Passage to read ::
#####
# Simple drawer



## S Bolton (Mar 5, 2007)

Would a drawer like the one shown be strong if glued and nailed?

It is pretty simple and I know it would not be as strong as a dovetailed joint. But if made out of 1/2 inch Baltic Birch, which is stable, I wonder with our modern glues, if this wouldn't last a long time.

I would buy a drawer lock bit, but I have heard that there is tear out issues.

Thanks

Steve Bolton


----------



## levon (Sep 14, 2008)

hello Steve,

as someone with very little experience, dont you think more drawers are destroyed by overloading (100lbs. lol)than joints failing. i think that larger drawers are the most at risk because of holding more weight. just the view of a inexperienced wannabe,lol


----------



## S Bolton (Mar 5, 2007)

I actually don't know, but I know glue is very good these days. I suppose it would be reinforced with a dowel.

SB


----------



## levon (Sep 14, 2008)

how big is the drawer youre thinking ob building? at least my retoric will keep bumping your post up til someone can answer more definitively. dam, i didnt think i was gonna be able to spell that when i got about half way through!


----------



## Bogydave (Nov 14, 2008)

Steve
Drawer design will work fine.
Type of wood, size & type of glue determine the strength.
Plywood is strong & tougher to glue well but works fine if you have smooth joints. 
I don't use nails if glueing, clamp until dry. Nails with glue; nails are only to hold it till the glue dries. (was taught that in shop class many years ago & with better glue now, I don't use nails in drawers) Screws if anything, they will hold the joint tighter until the glue dries and be stronger if the glue joint fails.
Wood movement will also have an effect, I've learned to coat all sides equally with what ever finish you use so the wood moves evenly from both sides.
Yes will work fine, I have some with this simple design that have ben in use for 30 + years & the glue today is better(Just don't use them as a step stool)


----------



## S Bolton (Mar 5, 2007)

Probably 8 inches high and 20 inches deep. I would put a drawer slide on it, which might also help the drawer last a long time.

SB


----------



## Bogydave (Nov 14, 2008)

PS
nails & screw can split the plywood, drill pilot holes in the plywood & try to hit the center ply


----------



## rwyoung (Aug 3, 2008)

Rhetoric 

You don't need a drawer lock bit, you can do a simple drawer joint with just a 1/4" straight cutter or a table saw, even without a dado set. Just takes more passes.

Tounge and rabbit joint.

Or you can use biscuits and cut the slots with a slot cutter or a biscuit cutter.

Or dovetails

Or boxjoint

Or, or, or...

It does sort of depend on how big and how much weight the drawer is expected to hold. Whatever joint you choose, remember to think about how forces are going to act on the drawer. Not just gravity, but what happens when the drawer is full and somebody yanks on the pull? You want your joint to be oriented to counter act that force and also the force as all the junk goes sailing to the back of the drawer (thanks for that Mr. Newton).
#####
Records ::
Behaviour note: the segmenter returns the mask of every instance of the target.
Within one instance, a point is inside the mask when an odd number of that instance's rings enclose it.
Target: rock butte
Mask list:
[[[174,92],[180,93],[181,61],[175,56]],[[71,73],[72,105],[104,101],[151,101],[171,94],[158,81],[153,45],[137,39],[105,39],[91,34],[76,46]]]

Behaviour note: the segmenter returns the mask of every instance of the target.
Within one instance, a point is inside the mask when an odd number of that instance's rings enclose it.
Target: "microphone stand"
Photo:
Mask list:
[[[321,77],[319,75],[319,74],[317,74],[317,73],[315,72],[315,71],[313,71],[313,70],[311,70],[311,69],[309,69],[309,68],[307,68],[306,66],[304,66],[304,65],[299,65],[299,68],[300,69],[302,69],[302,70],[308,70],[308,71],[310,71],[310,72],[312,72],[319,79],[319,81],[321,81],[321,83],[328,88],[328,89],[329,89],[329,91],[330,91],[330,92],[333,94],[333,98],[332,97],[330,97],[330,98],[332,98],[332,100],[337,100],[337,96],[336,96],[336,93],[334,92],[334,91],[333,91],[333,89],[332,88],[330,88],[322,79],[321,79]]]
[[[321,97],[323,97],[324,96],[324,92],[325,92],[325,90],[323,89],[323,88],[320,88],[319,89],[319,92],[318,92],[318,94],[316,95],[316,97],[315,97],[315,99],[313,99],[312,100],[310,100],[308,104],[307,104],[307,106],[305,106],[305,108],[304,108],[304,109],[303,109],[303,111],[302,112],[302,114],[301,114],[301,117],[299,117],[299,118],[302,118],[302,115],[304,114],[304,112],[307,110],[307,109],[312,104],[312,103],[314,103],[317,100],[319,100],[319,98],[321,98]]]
#####
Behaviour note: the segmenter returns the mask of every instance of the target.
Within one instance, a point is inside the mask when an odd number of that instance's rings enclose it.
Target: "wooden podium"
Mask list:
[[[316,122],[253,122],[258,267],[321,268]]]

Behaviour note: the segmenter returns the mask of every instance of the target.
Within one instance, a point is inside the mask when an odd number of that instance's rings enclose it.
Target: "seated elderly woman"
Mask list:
#####
What is required :: Rewrite the drawer thread from "Type of wood, size" down to "glue joint fails.", putting "tight joints" wherever "smooth joints" appears.

Solution below ::
Type of wood, size & type of glue determine the strength.
Plywood is strong & tougher to glue well but works fine if you have tight joints. 
I don't use nails if glueing, clamp until dry. Nails with glue; nails are only to hold it till the glue dries. (was taught that in shop class many years ago & with better glue now, I don't use nails in drawers) Screws if anything, they will hold the joint tighter until the glue dries and be stronger if the glue joint fails.